3. Prepare the Data Processor (Optional)
Using a data processor with Phoenix enables parallel processing of your audio data, improving efficiency and scalability. A data processor is responsible for transforming raw audio data into base64-encoded strings, which can then be utilized by your models.
Processor Requirements
To ensure compatibility with Phoenix, your data processor must meet the following criteria:
Consistent Input and Output Types
The input and output of the processor must maintain the same type.
For example: If you are processing a DataFrame, the input would be a series (a single row), and the output would also be a series (updated row with the encoded audio).
Audio Link Processing
The processor must fetch audio from a provided link (either from cloud storage or local storage) and produce a base64-encoded string.

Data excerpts

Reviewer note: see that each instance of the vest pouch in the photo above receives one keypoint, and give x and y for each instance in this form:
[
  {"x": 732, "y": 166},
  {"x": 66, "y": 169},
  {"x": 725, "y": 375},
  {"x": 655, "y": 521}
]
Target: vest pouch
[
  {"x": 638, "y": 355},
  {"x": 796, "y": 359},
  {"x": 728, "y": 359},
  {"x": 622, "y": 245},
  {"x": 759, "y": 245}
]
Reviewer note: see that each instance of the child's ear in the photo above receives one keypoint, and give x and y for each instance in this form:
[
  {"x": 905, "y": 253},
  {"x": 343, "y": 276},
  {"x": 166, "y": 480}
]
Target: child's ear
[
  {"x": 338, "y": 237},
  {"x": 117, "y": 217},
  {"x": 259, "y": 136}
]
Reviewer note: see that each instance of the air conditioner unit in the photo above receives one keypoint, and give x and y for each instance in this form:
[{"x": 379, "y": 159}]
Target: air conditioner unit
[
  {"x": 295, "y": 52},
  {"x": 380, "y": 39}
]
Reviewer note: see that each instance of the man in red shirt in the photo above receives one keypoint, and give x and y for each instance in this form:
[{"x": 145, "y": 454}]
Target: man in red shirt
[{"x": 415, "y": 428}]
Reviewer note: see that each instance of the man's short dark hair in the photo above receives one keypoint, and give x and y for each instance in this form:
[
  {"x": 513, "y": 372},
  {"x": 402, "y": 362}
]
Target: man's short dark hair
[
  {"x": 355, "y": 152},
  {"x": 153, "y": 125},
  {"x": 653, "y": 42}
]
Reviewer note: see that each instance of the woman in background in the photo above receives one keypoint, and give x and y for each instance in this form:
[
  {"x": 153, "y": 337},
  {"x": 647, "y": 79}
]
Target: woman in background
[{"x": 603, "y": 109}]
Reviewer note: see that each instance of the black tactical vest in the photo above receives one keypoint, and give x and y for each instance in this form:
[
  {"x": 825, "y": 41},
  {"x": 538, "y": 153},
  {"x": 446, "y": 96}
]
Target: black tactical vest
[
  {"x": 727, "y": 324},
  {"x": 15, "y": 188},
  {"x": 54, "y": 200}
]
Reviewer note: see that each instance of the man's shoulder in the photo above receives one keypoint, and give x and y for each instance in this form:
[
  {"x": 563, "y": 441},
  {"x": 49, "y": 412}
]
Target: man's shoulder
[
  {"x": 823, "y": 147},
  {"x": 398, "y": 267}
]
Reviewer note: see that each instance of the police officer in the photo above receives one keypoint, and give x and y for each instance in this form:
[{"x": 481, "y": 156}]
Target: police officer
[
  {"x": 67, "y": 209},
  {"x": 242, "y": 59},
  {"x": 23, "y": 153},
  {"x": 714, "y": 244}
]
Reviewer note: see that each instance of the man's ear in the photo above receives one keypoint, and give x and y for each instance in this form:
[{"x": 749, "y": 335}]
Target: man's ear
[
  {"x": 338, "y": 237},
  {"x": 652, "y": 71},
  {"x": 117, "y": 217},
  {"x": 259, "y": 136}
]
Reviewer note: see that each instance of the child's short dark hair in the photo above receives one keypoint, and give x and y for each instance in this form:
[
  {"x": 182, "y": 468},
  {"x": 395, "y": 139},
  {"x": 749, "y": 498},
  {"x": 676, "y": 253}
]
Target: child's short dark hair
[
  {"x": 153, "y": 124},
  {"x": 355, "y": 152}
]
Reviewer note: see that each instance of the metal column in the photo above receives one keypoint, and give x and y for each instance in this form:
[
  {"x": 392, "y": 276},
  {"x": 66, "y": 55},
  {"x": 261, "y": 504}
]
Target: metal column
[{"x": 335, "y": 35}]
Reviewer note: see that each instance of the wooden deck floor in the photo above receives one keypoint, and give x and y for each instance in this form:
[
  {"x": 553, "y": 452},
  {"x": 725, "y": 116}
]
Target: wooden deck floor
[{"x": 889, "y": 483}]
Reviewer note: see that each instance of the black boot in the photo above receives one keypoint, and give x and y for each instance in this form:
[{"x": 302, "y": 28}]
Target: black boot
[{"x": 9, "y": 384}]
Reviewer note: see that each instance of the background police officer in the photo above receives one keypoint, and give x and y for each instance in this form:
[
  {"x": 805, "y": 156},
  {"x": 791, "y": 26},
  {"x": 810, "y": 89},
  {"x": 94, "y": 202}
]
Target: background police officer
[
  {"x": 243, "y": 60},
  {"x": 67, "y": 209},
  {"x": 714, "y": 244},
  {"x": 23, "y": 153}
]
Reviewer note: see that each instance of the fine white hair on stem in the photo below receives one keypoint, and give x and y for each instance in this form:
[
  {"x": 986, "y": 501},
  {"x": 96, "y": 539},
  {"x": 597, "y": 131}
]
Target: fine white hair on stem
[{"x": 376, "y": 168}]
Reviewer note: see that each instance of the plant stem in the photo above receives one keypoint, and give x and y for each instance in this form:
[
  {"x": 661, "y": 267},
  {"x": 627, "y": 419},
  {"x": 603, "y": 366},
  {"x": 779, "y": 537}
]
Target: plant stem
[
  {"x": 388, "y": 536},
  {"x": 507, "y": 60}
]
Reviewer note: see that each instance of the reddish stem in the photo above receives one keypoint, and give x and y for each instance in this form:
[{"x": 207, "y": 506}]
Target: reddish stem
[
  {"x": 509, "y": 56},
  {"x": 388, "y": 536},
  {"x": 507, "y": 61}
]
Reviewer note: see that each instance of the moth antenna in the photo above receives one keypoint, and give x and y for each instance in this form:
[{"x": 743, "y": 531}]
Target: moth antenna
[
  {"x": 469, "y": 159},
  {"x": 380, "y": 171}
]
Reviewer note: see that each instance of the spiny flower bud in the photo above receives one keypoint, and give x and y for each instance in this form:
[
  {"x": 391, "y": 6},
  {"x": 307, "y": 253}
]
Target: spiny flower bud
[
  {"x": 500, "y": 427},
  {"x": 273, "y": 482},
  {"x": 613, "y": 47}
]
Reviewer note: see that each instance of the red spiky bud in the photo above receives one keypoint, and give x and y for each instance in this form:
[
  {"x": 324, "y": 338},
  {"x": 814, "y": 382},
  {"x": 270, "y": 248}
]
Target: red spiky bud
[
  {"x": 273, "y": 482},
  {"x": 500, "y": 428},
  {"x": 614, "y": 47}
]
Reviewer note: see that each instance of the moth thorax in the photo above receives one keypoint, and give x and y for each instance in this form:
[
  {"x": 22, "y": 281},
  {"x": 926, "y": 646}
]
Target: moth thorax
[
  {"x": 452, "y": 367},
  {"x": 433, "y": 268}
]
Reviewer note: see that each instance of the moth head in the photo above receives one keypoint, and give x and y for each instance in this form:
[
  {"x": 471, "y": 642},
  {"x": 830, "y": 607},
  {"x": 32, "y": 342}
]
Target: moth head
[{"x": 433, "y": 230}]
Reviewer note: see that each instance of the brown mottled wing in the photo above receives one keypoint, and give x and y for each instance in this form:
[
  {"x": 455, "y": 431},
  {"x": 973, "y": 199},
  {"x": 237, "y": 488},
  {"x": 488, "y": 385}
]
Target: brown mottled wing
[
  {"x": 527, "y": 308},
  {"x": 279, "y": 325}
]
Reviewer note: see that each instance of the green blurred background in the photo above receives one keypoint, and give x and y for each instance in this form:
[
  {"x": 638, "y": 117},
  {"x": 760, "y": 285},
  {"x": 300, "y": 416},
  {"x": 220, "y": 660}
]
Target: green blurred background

_DESCRIPTION OF THE TASK_
Retype the passage of the data processor section that runs from "For example: If" to "a base64-encoded string.".

_WRITTEN SOLUTION_
For example: If you are processing a DataFrame, the input would be a series (a single row), and the output would also be a series (updated row with the encoded audio).
Audio Link Processing
The processor must fetch audio from a provided link (either from cloud storage or local storage) and produce a base64-encoded string.